The data must be transcribed exactly, with no line missing.

• • • • •

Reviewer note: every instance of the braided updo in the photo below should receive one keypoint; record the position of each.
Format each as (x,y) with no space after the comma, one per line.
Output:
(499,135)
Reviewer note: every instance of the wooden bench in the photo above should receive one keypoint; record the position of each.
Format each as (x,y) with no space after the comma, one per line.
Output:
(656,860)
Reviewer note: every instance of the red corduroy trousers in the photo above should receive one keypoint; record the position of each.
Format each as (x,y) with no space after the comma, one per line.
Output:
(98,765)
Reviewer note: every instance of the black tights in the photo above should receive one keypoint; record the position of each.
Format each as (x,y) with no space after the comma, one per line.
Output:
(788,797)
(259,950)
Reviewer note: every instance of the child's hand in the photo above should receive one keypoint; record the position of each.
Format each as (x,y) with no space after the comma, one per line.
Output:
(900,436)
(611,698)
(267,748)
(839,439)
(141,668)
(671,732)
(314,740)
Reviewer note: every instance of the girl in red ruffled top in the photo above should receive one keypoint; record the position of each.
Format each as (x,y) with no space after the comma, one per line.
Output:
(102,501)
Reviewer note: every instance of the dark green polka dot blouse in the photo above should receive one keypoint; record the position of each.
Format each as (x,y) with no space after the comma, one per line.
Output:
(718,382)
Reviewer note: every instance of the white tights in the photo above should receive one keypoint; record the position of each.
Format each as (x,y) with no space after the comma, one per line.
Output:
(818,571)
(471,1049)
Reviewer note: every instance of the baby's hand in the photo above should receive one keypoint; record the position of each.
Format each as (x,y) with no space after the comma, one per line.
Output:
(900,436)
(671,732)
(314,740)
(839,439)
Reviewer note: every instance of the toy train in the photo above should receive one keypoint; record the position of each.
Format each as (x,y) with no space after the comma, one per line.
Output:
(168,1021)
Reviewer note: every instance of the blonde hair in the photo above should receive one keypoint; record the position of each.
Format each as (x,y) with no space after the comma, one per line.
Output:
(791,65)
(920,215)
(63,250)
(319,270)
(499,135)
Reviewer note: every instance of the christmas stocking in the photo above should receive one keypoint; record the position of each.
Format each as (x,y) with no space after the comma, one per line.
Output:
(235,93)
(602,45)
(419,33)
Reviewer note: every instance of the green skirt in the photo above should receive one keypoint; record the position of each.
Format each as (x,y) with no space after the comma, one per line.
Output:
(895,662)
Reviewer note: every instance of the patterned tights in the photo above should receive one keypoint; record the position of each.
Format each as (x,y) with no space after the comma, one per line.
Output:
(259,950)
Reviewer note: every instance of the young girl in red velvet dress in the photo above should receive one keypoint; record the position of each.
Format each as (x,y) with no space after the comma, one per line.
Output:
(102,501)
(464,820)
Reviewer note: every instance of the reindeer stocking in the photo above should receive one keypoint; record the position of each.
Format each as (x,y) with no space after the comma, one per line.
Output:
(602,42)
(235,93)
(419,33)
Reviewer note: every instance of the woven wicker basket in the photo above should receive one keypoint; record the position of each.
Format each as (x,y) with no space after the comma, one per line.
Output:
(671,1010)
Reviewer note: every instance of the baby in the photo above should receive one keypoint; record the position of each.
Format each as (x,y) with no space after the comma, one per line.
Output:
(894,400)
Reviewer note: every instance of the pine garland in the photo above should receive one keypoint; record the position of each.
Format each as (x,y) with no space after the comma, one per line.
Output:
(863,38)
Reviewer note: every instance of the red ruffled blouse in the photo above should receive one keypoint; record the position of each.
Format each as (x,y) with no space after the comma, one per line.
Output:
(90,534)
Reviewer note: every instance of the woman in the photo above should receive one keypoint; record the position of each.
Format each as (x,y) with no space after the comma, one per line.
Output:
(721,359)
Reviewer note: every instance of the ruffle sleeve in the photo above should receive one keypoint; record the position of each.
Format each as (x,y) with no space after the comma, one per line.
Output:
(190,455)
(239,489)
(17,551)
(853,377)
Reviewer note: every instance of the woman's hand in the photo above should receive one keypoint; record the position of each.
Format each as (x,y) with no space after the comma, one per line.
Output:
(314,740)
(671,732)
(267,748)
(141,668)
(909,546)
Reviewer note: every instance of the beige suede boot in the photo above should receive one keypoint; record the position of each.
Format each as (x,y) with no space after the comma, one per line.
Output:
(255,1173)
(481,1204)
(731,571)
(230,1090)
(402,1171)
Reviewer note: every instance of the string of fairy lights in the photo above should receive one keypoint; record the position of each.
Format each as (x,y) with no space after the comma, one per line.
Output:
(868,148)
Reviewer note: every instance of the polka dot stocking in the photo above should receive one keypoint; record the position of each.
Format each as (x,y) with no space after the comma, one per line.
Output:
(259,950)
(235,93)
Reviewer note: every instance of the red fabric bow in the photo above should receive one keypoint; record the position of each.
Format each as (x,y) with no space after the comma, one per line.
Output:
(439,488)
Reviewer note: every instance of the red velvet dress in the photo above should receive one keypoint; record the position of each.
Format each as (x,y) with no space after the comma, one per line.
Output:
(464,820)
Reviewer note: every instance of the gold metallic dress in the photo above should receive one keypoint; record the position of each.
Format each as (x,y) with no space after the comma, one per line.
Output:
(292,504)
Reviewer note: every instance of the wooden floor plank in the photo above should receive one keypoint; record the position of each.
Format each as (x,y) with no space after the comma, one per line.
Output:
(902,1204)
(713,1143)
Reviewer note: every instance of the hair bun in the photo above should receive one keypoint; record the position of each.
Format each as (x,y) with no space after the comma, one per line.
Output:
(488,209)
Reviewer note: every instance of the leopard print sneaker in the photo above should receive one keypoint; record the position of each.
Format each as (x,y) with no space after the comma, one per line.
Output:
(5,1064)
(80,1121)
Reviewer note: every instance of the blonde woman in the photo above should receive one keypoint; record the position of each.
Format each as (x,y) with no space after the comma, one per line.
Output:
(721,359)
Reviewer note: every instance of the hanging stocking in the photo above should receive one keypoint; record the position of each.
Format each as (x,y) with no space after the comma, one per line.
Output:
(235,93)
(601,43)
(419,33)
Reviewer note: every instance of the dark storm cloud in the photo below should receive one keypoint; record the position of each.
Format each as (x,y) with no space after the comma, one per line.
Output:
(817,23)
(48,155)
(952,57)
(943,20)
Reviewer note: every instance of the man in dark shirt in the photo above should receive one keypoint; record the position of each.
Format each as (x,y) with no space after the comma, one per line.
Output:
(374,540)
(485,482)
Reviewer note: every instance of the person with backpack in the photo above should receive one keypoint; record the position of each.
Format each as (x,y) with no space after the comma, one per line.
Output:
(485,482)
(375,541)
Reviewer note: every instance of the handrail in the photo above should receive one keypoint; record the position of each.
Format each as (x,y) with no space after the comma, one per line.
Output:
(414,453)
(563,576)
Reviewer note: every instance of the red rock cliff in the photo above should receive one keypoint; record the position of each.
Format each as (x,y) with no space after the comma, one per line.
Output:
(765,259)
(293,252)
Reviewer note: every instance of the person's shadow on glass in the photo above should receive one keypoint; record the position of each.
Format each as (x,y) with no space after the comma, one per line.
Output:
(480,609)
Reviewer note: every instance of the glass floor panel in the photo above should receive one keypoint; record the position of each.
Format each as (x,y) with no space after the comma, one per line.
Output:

• • • • •

Task response:
Reviewer note: every instance of the braided updo in the photo below should receive one keypoint; record the position of each.
Format each as (x,y) with no space after the comma, one per line.
Output:
(499,135)
Reviewer note: every instance of the wooden bench in the photo above should receive one keypoint; record the position of each.
Format each as (x,y) with no space after the comma, one per line.
Output:
(656,860)
Reviewer note: every instance of the red corduroy trousers in the photo above should receive one keypoint; record the position of each.
Format each as (x,y) with no space after the comma, one per line.
Output:
(98,765)
Reviewer note: every instance of the black tights in the photo above should receive one keypoint; record the position of each.
Format each as (x,y) with no space after the comma, one per line.
Output:
(788,797)
(259,950)
Reviewer note: every instance of the child's hand in the photo above should receive one keypoint; record the position of each.
Format each as (x,y) with no space after the comma, one per line.
Output:
(900,436)
(611,698)
(267,748)
(839,439)
(141,668)
(671,732)
(314,740)
Reviewer note: every instance of the girl in red ruffled top in the photo above should receive one keypoint; record the position of each.
Format each as (x,y) with no space after the comma, one per line.
Output:
(102,501)
Reviewer note: every instance of the dark green polka dot blouse in the photo above should receive one keypoint; record the position of each.
Format each as (x,y) with no space after the comma, one per line.
Output:
(718,382)
Reviewer note: every instance of the white tights in the photo above should receive one keypoint; record the position of each.
Format each as (x,y) with no space after the comma, one per line.
Output:
(818,571)
(471,1049)
Reviewer note: every instance of the baby's hand in the photo above should receive one keypoint; record the position of each.
Format each as (x,y) with no space after the comma, one per line.
Output:
(900,436)
(671,732)
(314,740)
(839,439)
Reviewer note: every instance of the toy train in the photo above should receive one keypoint; record the position of each.
Format each as (x,y) with no space after the comma, one per line.
Output:
(168,1021)
Reviewer note: every instance of the blonde hair in the photo above should receive one keypoint; record the position of each.
Format each as (x,y) with no space after the comma, one per line.
Output:
(791,65)
(920,215)
(63,250)
(319,270)
(499,135)
Reviewer note: every instance of the christmas stocking in the photo above should receive one keypoint; record the position of each.
Format each as (x,y) with no space after the comma, one per line.
Output:
(235,93)
(602,45)
(419,33)
Reviewer note: every instance of the green skirt in the photo above should receive one keypoint; record the position of each.
Format each as (x,y) with no space after the comma, one per line.
Output:
(895,662)
Reviewer note: every instance of the patterned tights in the photo above should receive one keypoint; record the position of each.
Format each as (x,y) with no space after the comma, one per line.
Output:
(259,950)
Reviewer note: every instance of the young girl in red velvet dress in the photo above should receive one keypoint; record the position of each.
Format each as (x,y) with no space after the comma, one per line.
Output:
(102,501)
(464,820)
Reviewer note: every instance of the reindeer stocking in the photo above should receive one keypoint; record the position of each.
Format each as (x,y) with no space after the comma, one per line.
Output:
(602,42)
(235,93)
(419,33)
Reviewer note: every instance of the woven wicker basket in the photo above should receive one keypoint; record the position of each.
Format each as (x,y) with no space after the comma, one per line.
Output:
(671,1010)
Reviewer note: every instance of the baby in the photo above should receive one keypoint; record the position of each.
Format each as (x,y) with no space after the comma, one per line.
Output:
(894,400)
Reviewer note: every instance of the pine garland in the photo above should receive one keypoint; record the position of each.
Format each as (x,y) with no space after the comma, one per line.
Output:
(863,38)
Reviewer note: every instance of the red ruffled blouse in the photo above should receive one keypoint; record the position of each.
Format each as (x,y) with no space after the comma, one per line.
Output:
(90,534)
Reviewer note: every instance of the woman in the photo above should receive one keypoint; record the position of each.
Format each as (x,y) with no space after the comma, one per line.
Output:
(721,359)
Reviewer note: every instance of the ruffle sleeve in the photo above should receive one keypoint; record the position of each.
Format each as (x,y) with no space after the comma, one per line.
Output:
(190,455)
(239,489)
(17,551)
(853,377)
Reviewer note: every instance of the woman's hand in the photo above should receive one keypoint; record the position of each.
Format each as (x,y) with no space after the comma, one per line.
Output:
(314,740)
(671,732)
(267,748)
(141,668)
(909,546)
Reviewer note: every instance of the beige suede boot in the photo above should receive one keypoint; record the position of each.
Format each as (x,y) with no space after the comma, one per line.
Output:
(255,1173)
(481,1204)
(731,571)
(230,1090)
(402,1171)
Reviewer note: every instance of the string of fairy lights in the photo above should receive one keypoint; record the position of each.
Format each as (x,y) with no space after the comma, one per line.
Output:
(868,148)
Reviewer note: every instance of the polka dot stocking in the photo above should receive one keypoint; record the position of each.
Format each as (x,y) with no space after the comma, one per line.
Output:
(259,950)
(235,93)
Reviewer note: every instance of the red fabric bow in the photo above should receive one keypoint; record the position of each.
Format each as (x,y) with no space after the comma, one per line.
Output:
(439,488)
Reviewer note: every instance of the red velvet dress in the photo above should receive one keypoint; record the position of each.
Format each as (x,y) with no space after the comma, one per line.
Output:
(464,820)
Reviewer note: every instance of the gold metallic dress in the photo above should receive one keypoint; record the position of each.
Format each as (x,y) with no space after the comma, one per line.
Output:
(292,504)
Reviewer note: every instance of the wooden floor plank in the photo above should receive one keypoint; record the position of each.
Format each as (x,y) with no space after the comma, one per line.
Output:
(902,1204)
(713,1143)
Reviewer note: every instance of the hair bun in the photo above should receive one keypoint; record the position of each.
Format each as (x,y) with no space after the comma, one per line.
Output:
(488,209)
Reviewer note: every instance of the leopard print sneaker in the photo above should receive one keypoint; record the position of each.
Format each as (x,y) with no space after the comma, one per line.
Output:
(5,1064)
(80,1121)
Reviewer note: every instance of the blonde woman in the photo above should receive one keypoint; record the position of each.
Format each as (x,y) with no space after the comma, one per line.
Output:
(721,359)
Reviewer note: every instance of the hanging stocking in the photo above should receive one keypoint; record the position of each.
Format each as (x,y) with no space after the comma, one per line.
Output:
(235,93)
(601,43)
(419,33)
Reviewer note: every instance of the dark storm cloud in the photo below should receive one keypoint; record the position of each.
Format each as (x,y) with no space after the comma, one per line.
Output:
(817,23)
(48,155)
(952,57)
(943,20)
Reviewer note: every instance of the man in dark shirt in the photo above should receive one keypoint; record the position of each.
Format each as (x,y) with no space after the comma, one per line.
Output:
(374,540)
(485,482)
Reviewer note: every instance of the person with backpack in the photo above should receive one keypoint; record the position of each.
Format each as (x,y) with no space after the comma, one per line.
Output:
(485,482)
(375,541)
Reviewer note: every instance of the handrail in the photo above should receive one keypoint; record the position of each.
Format each as (x,y) with no space after the comma, one per line.
Output:
(414,453)
(563,576)
Reviewer note: every instance of the red rock cliff in the photo above should receive one keypoint; record the position of each.
Format each as (x,y) with no space after the comma, one per line.
Output:
(765,259)
(293,252)
Reviewer note: every instance of the person's shadow on glass in the photo above should receive one keypoint; record the position of each.
Format each as (x,y) with no space after the comma, one per line.
Output:
(480,609)
Reviewer note: every instance of the glass floor panel in the photo above should receive one keypoint; record the position of each.
Format each as (x,y) with no space after the comma, one per line.
Output:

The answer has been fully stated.